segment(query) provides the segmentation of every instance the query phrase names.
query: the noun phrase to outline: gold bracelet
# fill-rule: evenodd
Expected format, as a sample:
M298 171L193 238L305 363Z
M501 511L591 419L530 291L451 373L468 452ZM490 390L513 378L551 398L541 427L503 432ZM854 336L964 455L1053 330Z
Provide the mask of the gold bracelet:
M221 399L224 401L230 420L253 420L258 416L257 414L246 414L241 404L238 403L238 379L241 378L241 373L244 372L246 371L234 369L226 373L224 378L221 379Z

────────────────

- _What you are asked to do_
Edit the lines above so that "Expected format" becomes "Required format", and leave every other part unchanged.

- _Solution for this problem_
segment(query) provides the segmentation of every instance the query phrase names.
query: the noun phrase to outline: gold bracelet
# fill-rule: evenodd
Required format, as a sample:
M298 171L193 238L305 363Z
M501 511L591 419L530 291L451 373L468 452ZM490 390L513 378L551 398L541 427L503 432ZM854 336L964 455L1053 330Z
Provide the mask of the gold bracelet:
M221 399L224 401L230 420L253 420L258 416L257 414L246 414L241 404L238 403L238 379L241 378L241 373L244 372L246 371L234 369L226 373L224 378L221 379Z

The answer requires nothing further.